▶ **EXERCISE DATA**

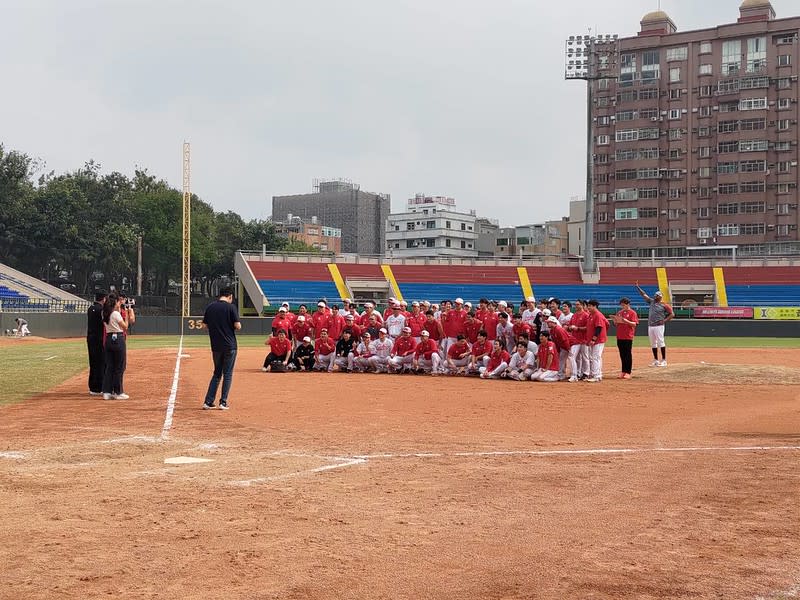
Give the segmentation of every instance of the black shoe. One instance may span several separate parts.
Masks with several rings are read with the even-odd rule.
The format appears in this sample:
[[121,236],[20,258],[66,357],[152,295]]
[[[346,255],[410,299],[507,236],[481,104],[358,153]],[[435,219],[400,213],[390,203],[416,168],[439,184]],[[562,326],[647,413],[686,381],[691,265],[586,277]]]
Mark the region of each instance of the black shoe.
[[208,404],[207,402],[203,402],[203,410],[211,410],[212,408],[214,408],[213,403]]
[[220,410],[228,410],[228,403],[227,402],[220,402],[219,403]]

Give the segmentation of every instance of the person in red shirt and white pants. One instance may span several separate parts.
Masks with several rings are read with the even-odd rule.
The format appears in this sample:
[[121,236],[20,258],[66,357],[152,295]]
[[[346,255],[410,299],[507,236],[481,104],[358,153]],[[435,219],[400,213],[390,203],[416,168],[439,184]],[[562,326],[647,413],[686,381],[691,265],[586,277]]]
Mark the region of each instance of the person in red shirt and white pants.
[[608,319],[600,312],[600,303],[597,300],[589,300],[589,320],[586,330],[589,336],[587,345],[589,346],[589,383],[603,381],[603,349],[608,340]]
[[614,315],[614,324],[617,326],[617,349],[622,362],[620,379],[630,379],[633,371],[633,338],[636,335],[636,326],[639,324],[639,315],[631,308],[631,301],[622,298],[619,301],[620,310]]

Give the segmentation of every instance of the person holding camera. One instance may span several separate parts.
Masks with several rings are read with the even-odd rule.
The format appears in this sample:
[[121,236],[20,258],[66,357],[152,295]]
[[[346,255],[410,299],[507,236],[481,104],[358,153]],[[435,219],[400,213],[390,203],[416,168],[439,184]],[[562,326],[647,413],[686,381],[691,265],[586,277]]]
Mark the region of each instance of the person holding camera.
[[103,305],[106,302],[106,293],[97,292],[94,303],[86,311],[86,347],[89,350],[89,394],[101,396],[103,394],[103,376],[105,363],[103,355]]
[[127,400],[122,391],[127,351],[125,332],[128,330],[127,311],[122,308],[122,298],[111,294],[103,305],[103,324],[106,333],[104,348],[105,373],[103,374],[103,400]]
[[233,383],[233,367],[236,364],[238,344],[236,332],[242,328],[239,311],[233,304],[233,289],[224,287],[219,291],[216,302],[206,307],[203,314],[203,325],[208,330],[211,341],[211,357],[214,361],[214,374],[208,384],[203,409],[214,408],[219,382],[222,380],[222,395],[219,399],[220,410],[228,408],[228,393]]

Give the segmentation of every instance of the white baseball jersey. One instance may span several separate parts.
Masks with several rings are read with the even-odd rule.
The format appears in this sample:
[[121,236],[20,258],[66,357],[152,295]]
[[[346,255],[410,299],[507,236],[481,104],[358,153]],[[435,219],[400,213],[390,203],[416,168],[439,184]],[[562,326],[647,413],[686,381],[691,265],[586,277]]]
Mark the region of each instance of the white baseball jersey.
[[508,368],[512,371],[524,371],[525,369],[532,369],[535,364],[536,355],[530,350],[525,353],[525,356],[520,356],[519,352],[514,352],[508,363]]
[[572,315],[574,314],[575,313],[569,313],[568,315],[565,315],[564,313],[561,313],[561,316],[558,317],[558,322],[561,323],[562,327],[566,327],[569,325],[569,322],[572,321]]
[[533,310],[526,308],[522,312],[522,322],[533,327],[533,323],[536,321],[536,315],[538,315],[539,312],[541,311],[538,308],[534,308]]
[[403,333],[403,327],[406,326],[406,318],[404,315],[389,315],[384,321],[386,331],[389,332],[390,338],[399,338]]
[[372,353],[375,356],[380,356],[381,358],[387,358],[392,353],[394,342],[392,342],[392,340],[390,340],[387,337],[383,340],[377,339],[370,345],[372,346]]
[[365,344],[361,342],[358,346],[356,346],[356,352],[359,356],[369,356],[372,354],[372,344]]

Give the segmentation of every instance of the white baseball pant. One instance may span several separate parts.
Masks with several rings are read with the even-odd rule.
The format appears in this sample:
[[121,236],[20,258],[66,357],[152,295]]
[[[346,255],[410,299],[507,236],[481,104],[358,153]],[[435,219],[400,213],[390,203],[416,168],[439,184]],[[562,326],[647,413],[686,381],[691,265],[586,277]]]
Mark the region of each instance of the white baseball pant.
[[481,372],[481,377],[485,379],[497,379],[505,370],[508,369],[508,363],[503,361],[494,371],[489,371],[489,367],[480,367],[478,370]]
[[544,369],[536,369],[531,375],[531,381],[558,381],[558,371],[545,371]]
[[420,357],[420,359],[417,361],[417,364],[426,373],[438,373],[439,365],[442,364],[442,359],[439,358],[438,353],[433,352],[431,353],[430,359]]
[[594,379],[603,378],[603,348],[605,347],[605,343],[589,346],[589,363],[591,365],[589,375]]
[[647,336],[650,338],[651,348],[664,348],[667,345],[664,341],[663,325],[651,325],[648,327]]

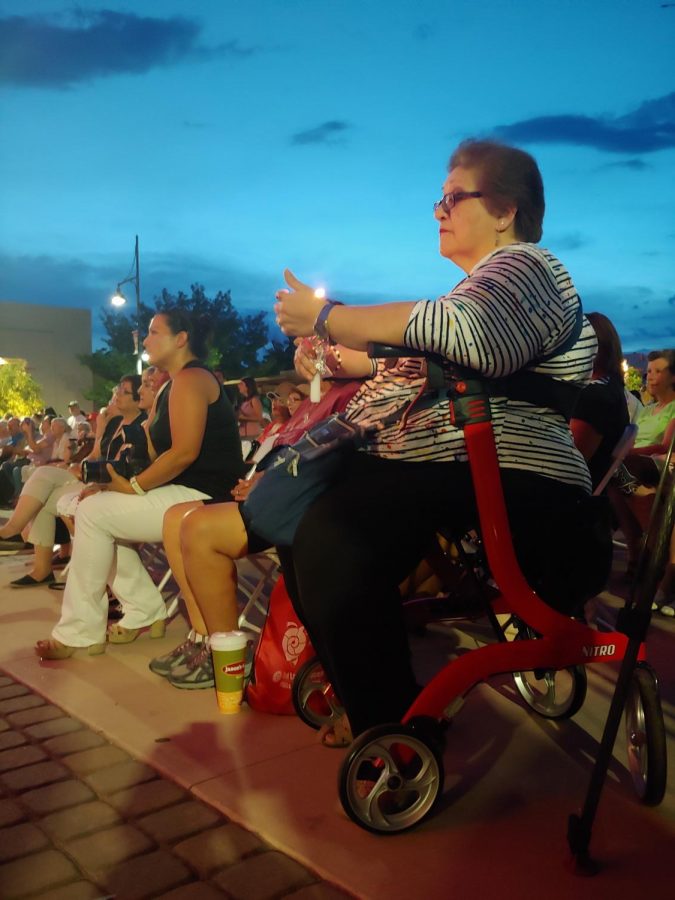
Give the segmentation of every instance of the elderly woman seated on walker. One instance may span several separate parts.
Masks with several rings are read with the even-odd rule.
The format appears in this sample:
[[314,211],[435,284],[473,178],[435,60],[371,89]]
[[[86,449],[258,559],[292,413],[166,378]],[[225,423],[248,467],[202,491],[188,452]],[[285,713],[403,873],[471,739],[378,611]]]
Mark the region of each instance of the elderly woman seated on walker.
[[[488,379],[529,370],[547,385],[581,387],[597,343],[569,273],[536,246],[543,215],[542,180],[529,154],[466,141],[453,153],[434,204],[441,255],[465,273],[453,290],[436,301],[347,307],[318,297],[287,271],[278,322],[286,334],[337,343],[343,364],[364,375],[373,373],[365,350],[375,341],[435,354],[450,368]],[[311,371],[311,360],[306,364]],[[429,404],[413,403],[425,375],[423,360],[377,363],[353,418],[379,419],[384,427],[309,507],[292,549],[279,548],[296,611],[347,711],[322,736],[329,746],[400,720],[417,695],[398,585],[439,527],[476,521],[463,435],[450,422],[443,392]],[[490,404],[507,506],[531,533],[589,495],[588,468],[553,400],[542,406],[495,389]],[[389,424],[396,410],[406,415]],[[523,499],[527,517],[518,522]],[[184,520],[187,577],[211,628],[236,624],[221,585],[250,537],[232,505],[203,507]]]

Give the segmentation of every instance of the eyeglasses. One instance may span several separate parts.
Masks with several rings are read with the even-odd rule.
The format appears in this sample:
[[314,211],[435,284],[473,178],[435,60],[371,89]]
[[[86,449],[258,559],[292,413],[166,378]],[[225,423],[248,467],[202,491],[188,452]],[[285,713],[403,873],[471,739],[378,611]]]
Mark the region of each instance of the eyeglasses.
[[454,194],[443,194],[440,200],[434,203],[434,212],[438,207],[442,207],[443,212],[450,215],[452,207],[459,203],[460,200],[468,200],[470,197],[482,197],[481,191],[455,191]]

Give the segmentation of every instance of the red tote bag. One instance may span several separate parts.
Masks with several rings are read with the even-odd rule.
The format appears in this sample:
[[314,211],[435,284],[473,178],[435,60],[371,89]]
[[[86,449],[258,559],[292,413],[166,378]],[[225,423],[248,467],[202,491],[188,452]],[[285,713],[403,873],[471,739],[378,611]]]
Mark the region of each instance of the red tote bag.
[[293,609],[280,575],[270,594],[267,618],[253,659],[246,701],[257,712],[295,715],[291,689],[295,674],[314,650]]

▶ **TASK ITEM**
Display every line of the listing that contains the string "Give".

▶ **RESULT FOR THIS EXERCISE**
Give the segmentation of every instance of the black shoe. One instance may span several separate parts.
Give the segmentation of every instance of the person in red shirt and white pants. One instance may span several separate parts.
Give the segmentation of every instance of the person holding camera. One instance may span several separate parts.
Give the segmentation of every instance of the white baseball jersey. One instance may span several separate parts.
Give the segmentation of every instance of the white baseball pant. One instance may span several separate parts.
Give the segmentation of every instance of the elderly woman seated on walker. One instance may span several separate parts.
Give the segmentation of every instance of the eyeglasses. One instance may span several separate parts.
Give the segmentation of every instance of the red tote bag. One instance may span several separate parts.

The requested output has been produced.